** Opening Provided records block **

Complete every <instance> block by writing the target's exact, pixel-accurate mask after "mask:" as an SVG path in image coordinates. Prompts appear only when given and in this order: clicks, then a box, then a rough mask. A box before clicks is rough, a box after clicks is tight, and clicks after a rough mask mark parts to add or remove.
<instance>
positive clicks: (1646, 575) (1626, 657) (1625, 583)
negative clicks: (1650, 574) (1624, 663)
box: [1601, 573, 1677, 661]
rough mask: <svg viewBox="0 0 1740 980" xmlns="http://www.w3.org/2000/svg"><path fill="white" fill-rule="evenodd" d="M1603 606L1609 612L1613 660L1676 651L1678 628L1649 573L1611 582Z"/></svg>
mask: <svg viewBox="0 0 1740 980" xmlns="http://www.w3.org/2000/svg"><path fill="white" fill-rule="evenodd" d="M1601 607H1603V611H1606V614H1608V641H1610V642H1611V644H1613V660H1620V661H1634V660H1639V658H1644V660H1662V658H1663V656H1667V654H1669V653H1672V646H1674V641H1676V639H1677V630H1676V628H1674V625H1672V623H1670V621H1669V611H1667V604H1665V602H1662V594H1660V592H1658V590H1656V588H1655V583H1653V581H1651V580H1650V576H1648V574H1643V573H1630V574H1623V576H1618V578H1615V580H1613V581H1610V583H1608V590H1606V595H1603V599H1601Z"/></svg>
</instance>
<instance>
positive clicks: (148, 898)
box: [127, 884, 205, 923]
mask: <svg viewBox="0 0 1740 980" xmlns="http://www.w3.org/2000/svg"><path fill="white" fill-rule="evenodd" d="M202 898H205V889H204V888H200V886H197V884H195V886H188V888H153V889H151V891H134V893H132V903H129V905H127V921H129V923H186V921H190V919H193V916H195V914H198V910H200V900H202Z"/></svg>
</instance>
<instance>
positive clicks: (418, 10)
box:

** Closing Provided records block **

What you will do
Go through the entries above and copy each line with "clicks" in it.

Result of the exercise
Complete every <instance> block by writing the target's exact, pixel-accurate mask after "mask:" as an SVG path in image coordinates. Prompts appear only when given and in this order: clicks, then a box, then a rough mask. A box before clicks is rough, a box after clicks is tight, and clicks after a rough mask mark parts to add or remove.
positive clicks: (1646, 575) (1626, 657) (1625, 583)
negative clicks: (1650, 574) (1624, 663)
positive clicks: (148, 898)
positive clicks: (418, 10)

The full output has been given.